◆ Records for this exercise:
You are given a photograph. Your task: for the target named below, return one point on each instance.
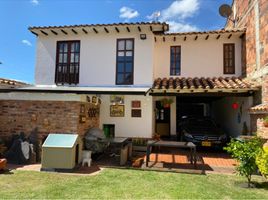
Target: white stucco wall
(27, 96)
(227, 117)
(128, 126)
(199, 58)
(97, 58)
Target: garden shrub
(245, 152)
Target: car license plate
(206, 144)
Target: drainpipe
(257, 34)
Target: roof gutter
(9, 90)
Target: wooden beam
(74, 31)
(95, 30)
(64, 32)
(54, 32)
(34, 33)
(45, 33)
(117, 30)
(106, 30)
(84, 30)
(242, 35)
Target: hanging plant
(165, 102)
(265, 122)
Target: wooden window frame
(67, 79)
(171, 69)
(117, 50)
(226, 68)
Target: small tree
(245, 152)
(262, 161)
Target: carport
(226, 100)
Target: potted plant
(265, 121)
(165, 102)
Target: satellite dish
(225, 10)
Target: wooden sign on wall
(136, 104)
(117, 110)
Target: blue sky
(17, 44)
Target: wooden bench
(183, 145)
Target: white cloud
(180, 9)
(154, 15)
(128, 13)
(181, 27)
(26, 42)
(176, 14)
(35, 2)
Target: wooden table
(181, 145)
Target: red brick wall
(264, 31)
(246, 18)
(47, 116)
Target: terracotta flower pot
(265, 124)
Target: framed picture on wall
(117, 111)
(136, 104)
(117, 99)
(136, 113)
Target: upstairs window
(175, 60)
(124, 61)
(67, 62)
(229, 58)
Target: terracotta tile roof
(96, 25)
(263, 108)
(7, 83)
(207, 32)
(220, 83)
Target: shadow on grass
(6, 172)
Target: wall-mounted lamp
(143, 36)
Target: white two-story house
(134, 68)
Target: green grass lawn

* * *

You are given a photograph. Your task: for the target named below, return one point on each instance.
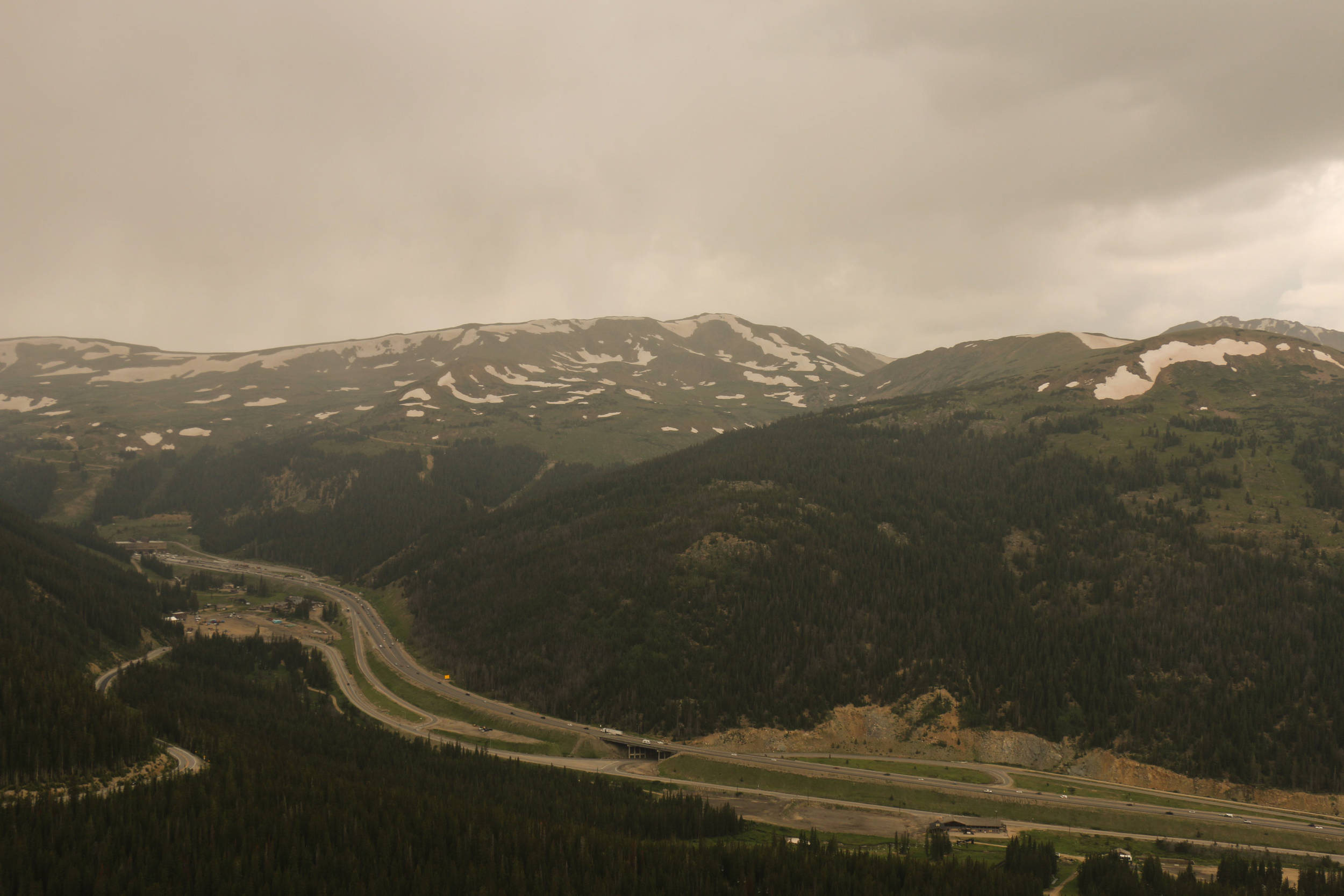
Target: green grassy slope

◆ What you have to do: Extract each line from the entries above that includes the word "green", copying every such line in full.

◆ Finished task:
Target: green grass lawn
Target: green grassy slope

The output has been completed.